WHAT THIS TASK INVOLVES: Copy out every one of the records below with "Put a point on" swapped for "Mark" and nothing else changed. Leave the pictures out.

-- DATA FOR PROCESSING start --

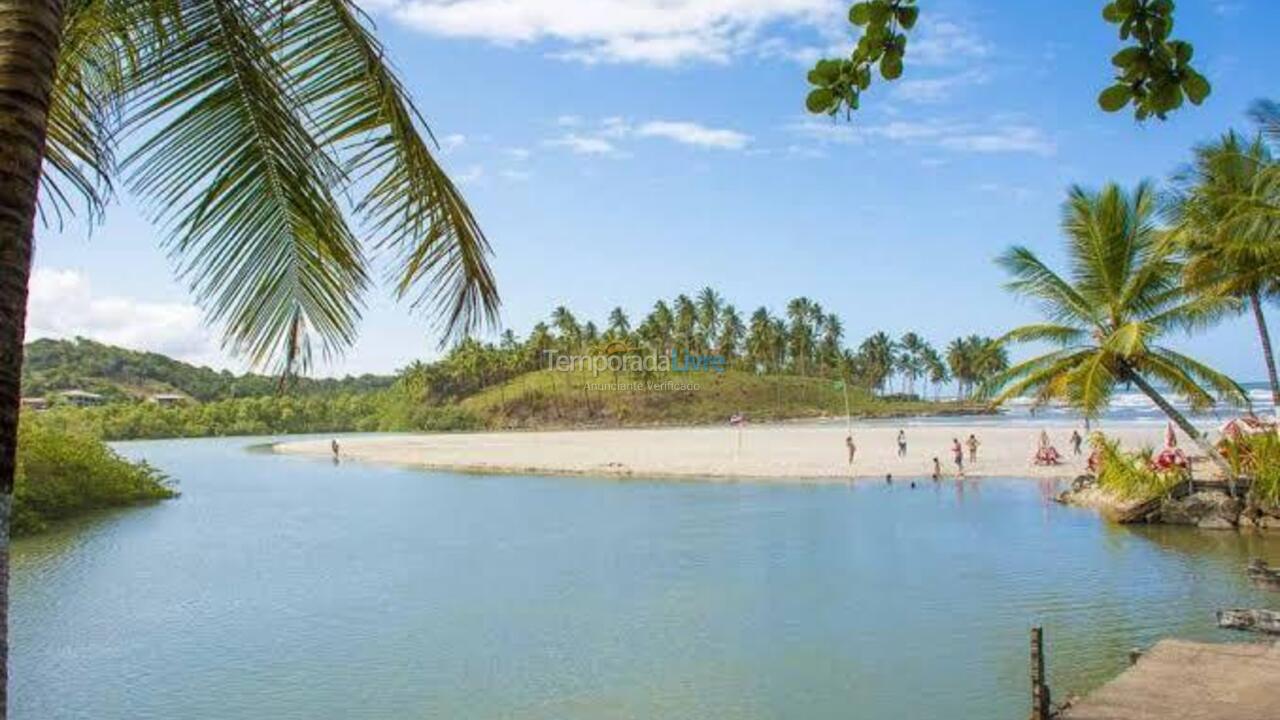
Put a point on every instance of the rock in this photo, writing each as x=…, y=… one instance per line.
x=1201, y=509
x=1215, y=523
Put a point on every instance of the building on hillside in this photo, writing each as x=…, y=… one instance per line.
x=167, y=400
x=81, y=399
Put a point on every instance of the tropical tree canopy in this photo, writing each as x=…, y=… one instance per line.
x=1107, y=313
x=268, y=139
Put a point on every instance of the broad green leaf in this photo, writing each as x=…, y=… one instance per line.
x=891, y=65
x=1115, y=98
x=821, y=100
x=906, y=16
x=860, y=13
x=1196, y=86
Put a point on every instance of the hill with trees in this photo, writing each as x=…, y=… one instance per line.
x=117, y=373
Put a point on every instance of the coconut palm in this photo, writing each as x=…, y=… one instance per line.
x=709, y=304
x=877, y=354
x=1119, y=297
x=1229, y=253
x=246, y=127
x=620, y=327
x=685, y=328
x=567, y=329
x=759, y=341
x=731, y=332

-- DATA FOR PROCESSING end --

PROBLEM SOLUTION:
Mark every instance of the rock in this photo, writing each as x=…, y=… one instance per line.
x=1201, y=509
x=1215, y=523
Mark every instance of the building on hillside in this photo, writing each as x=…, y=… one instance per line.
x=167, y=400
x=81, y=399
Mark every instance of the tropical tree canopy in this photo, writing each as x=…, y=… one instance per line.
x=1107, y=313
x=268, y=139
Mark every instance of the broad green leaf in this photo, writing each as x=…, y=… one instance per line.
x=891, y=65
x=1115, y=98
x=821, y=100
x=906, y=16
x=860, y=13
x=1196, y=86
Mark every instance of the hill with trees in this photo, writing each as x=…, y=… one instance per line.
x=117, y=373
Mark every instance of the coconut palm in this photo, writing each as x=…, y=… one instance per line.
x=709, y=304
x=877, y=354
x=1119, y=297
x=1229, y=253
x=246, y=127
x=620, y=327
x=685, y=328
x=567, y=329
x=759, y=341
x=731, y=332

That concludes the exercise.